What you need to do: Your answer should consist only of the lines below from the one with "Target: man in black wide-brimmed hat" through the one with "Confirm every instance of the person's", copied exactly.

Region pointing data

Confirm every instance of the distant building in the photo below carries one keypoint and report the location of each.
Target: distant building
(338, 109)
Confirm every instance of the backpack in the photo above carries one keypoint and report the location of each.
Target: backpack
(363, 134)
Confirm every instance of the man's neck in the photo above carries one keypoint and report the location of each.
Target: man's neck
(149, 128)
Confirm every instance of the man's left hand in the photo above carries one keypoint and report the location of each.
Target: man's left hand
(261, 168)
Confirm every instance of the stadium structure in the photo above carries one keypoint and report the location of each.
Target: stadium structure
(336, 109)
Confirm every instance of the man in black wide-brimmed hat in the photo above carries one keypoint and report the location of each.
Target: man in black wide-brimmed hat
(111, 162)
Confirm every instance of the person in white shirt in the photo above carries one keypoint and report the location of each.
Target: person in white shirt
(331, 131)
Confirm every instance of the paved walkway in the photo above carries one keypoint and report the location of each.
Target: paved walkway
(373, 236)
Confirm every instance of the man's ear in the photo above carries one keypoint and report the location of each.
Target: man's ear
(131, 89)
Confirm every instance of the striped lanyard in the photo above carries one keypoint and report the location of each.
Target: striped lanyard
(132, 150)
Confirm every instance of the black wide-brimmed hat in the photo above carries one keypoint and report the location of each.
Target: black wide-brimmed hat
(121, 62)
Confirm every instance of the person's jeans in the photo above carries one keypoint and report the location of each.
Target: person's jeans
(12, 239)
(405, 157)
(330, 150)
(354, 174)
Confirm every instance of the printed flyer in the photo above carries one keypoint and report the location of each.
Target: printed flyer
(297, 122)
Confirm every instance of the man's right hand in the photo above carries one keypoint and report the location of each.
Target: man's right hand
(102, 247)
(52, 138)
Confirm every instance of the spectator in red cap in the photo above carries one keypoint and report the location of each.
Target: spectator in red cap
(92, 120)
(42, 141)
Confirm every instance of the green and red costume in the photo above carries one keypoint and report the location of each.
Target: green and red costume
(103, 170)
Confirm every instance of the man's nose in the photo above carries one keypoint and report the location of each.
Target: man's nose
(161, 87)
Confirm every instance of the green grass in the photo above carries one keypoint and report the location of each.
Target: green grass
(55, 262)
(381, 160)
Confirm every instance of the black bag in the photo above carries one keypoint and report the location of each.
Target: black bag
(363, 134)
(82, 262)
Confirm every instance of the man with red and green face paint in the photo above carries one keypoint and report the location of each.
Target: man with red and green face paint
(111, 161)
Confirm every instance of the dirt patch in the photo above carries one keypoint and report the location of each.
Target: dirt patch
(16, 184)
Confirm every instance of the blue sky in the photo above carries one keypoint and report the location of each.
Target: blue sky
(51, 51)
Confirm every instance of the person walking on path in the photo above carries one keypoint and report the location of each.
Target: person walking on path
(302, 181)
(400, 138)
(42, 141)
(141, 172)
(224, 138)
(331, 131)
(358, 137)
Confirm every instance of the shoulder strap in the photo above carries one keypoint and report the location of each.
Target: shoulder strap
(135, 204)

Your response:
Target: man in black wide-brimmed hat
(111, 162)
Confirm every instance of the person in white shirt in the photo above carries one keypoint and report the location of each.
Target: person in white shirt
(331, 131)
Confirm every instance of the paved walkway in the photo above carries one keypoint and report the location of each.
Target: paved walkway
(373, 236)
Confirm every instance of the man's ear in the photo above carries one keypoint and report the location of each.
Target: man's ear
(131, 89)
Confirm every instance of the striped lanyard in the photo above carries one keypoint and report the location of each.
Target: striped lanyard
(132, 150)
Confirm every instance of the black wide-brimmed hat in the photo above carries one keypoint and report the location of each.
Target: black wide-brimmed hat
(121, 62)
Confirm every instance of the person's jeans in the photo above carries one keypoint and report the location of each.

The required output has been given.